** Opening Records for the exercise block **

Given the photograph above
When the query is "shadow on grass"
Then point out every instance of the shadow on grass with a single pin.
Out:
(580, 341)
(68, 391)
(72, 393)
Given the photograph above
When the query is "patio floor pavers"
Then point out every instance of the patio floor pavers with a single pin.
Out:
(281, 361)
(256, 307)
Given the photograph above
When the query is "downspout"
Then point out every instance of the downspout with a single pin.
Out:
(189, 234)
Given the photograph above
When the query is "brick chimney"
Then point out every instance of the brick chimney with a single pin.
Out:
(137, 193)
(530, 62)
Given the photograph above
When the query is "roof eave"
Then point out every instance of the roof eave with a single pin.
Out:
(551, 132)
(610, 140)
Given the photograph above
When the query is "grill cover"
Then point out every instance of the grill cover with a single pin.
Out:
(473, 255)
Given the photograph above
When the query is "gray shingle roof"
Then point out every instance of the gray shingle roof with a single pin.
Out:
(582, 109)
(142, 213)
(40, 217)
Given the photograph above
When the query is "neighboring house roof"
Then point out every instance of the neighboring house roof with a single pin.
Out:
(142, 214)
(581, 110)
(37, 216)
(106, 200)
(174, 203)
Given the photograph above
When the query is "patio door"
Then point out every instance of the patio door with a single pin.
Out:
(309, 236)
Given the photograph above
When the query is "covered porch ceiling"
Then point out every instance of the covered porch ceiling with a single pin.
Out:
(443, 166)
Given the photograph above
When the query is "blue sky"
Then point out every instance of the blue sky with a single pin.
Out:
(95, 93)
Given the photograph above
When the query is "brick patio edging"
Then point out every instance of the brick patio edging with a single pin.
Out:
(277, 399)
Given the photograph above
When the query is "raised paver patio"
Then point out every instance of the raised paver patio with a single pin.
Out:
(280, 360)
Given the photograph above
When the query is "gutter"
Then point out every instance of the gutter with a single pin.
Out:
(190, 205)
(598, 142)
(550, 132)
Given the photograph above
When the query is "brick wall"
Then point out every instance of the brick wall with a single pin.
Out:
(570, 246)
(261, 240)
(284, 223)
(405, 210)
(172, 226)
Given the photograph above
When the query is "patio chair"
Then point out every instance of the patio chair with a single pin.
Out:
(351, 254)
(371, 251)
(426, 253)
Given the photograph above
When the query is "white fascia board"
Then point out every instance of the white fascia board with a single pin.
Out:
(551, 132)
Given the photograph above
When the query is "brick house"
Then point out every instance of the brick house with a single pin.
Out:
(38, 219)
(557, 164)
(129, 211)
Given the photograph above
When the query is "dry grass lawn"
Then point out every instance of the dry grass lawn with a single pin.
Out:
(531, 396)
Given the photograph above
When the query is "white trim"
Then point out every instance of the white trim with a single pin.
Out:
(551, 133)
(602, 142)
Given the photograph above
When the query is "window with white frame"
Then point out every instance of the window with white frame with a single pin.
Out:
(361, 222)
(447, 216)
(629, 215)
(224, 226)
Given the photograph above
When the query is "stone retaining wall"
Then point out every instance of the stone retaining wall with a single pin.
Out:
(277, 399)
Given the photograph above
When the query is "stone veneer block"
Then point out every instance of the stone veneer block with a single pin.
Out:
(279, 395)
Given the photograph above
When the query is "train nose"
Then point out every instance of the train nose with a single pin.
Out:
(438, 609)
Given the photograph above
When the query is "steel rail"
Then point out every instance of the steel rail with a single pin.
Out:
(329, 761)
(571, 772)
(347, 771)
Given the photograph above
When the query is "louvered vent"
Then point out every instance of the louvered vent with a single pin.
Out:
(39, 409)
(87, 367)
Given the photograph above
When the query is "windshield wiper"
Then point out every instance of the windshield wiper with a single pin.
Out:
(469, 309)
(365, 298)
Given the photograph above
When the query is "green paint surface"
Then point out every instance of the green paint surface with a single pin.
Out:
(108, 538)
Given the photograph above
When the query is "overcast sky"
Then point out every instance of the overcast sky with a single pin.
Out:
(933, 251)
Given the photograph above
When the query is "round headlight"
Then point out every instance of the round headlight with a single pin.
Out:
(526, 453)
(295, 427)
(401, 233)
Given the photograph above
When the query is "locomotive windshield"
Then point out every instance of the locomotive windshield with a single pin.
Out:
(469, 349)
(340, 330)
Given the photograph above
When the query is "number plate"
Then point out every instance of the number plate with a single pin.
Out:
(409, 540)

** Closing Records for the exercise block **

**What is required**
In the listing above, transcribe exactly everything from the line containing "Then point out every instance of the white trim" down to the line containing "Then point out every instance of the window", including both and nothing more.

**Solution to this task**
Then point out every instance of the white trim with a single pin.
Out:
(551, 133)
(602, 142)
Given the photograph above
When the query is "window with white frame"
Then point out every instance of the window with white frame with a single pin.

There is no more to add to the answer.